== TASK TO COMPLETE ==
Write out nothing except the lines running from the one containing "If you could locate the grass" to the last line of the data, exactly as they stand.

[Saved entries]
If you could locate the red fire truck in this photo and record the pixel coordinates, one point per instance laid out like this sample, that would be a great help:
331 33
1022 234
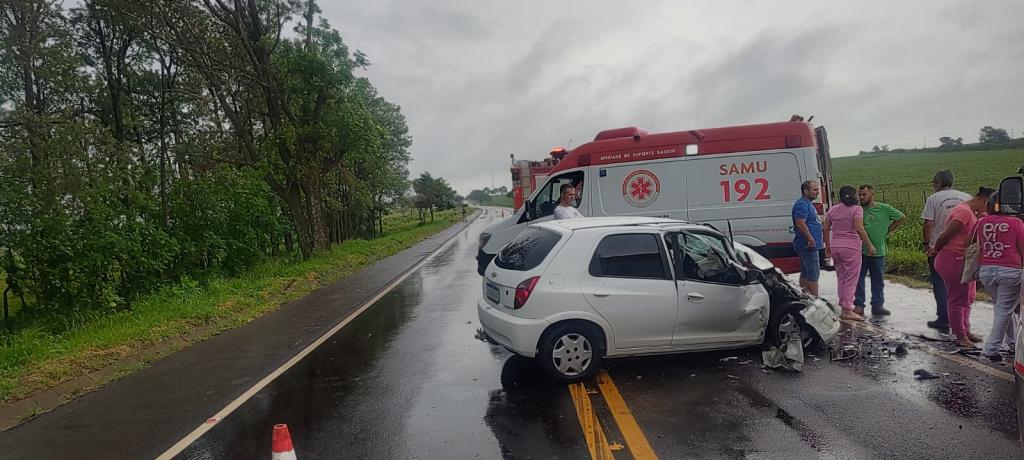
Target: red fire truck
741 179
527 173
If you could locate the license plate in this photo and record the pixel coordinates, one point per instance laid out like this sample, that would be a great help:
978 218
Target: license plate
493 293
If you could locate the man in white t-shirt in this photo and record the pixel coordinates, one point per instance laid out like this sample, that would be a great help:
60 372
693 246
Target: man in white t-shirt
936 212
564 210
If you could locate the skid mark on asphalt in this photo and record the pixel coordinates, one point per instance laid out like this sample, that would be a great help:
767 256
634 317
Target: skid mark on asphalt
1006 376
597 441
635 438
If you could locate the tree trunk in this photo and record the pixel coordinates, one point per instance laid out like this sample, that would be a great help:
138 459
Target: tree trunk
316 219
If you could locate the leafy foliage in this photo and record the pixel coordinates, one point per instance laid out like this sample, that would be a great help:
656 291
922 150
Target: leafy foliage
146 142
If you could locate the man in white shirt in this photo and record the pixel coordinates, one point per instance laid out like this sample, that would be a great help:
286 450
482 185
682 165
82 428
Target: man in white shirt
564 210
936 212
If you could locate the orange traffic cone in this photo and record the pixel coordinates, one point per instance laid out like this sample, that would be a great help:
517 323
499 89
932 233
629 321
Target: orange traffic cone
282 448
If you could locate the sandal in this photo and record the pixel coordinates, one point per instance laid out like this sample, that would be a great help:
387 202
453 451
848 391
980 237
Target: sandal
851 316
965 342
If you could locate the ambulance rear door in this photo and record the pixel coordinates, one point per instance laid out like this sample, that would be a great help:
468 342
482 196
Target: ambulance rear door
753 191
643 189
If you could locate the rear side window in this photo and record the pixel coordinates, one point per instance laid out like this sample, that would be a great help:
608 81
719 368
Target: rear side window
527 249
628 256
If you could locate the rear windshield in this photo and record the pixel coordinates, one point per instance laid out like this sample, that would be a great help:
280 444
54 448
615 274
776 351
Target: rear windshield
527 250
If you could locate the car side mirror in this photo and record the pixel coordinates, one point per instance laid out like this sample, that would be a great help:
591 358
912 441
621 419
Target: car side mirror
1011 196
755 277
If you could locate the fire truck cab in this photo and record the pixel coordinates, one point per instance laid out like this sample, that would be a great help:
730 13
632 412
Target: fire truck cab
739 179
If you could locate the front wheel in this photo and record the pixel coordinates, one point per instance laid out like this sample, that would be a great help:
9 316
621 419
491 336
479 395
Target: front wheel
570 352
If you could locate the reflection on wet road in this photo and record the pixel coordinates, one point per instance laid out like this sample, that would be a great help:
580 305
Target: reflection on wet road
412 378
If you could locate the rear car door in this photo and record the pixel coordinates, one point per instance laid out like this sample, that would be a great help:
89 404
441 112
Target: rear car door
628 281
717 306
753 192
653 189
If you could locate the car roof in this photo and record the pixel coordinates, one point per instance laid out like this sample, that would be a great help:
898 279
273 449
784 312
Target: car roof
619 221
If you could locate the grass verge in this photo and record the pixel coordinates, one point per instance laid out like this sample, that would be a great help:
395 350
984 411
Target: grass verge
903 179
32 360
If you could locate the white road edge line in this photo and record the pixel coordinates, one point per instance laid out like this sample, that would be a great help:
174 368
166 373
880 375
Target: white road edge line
227 410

== EXPECTED ANSWER ==
If you could locate the grass verge in this photo and record the pixel coordinates, one point per instance laid out like this sample, that would be a great help:
395 350
984 411
Target: grass verge
903 179
32 360
If you could locate the white road edge line in this photo and record the pixel coordinates, one point per instance laid out like this sample, that would be a great help:
174 368
166 373
880 375
Target: white road edge line
227 410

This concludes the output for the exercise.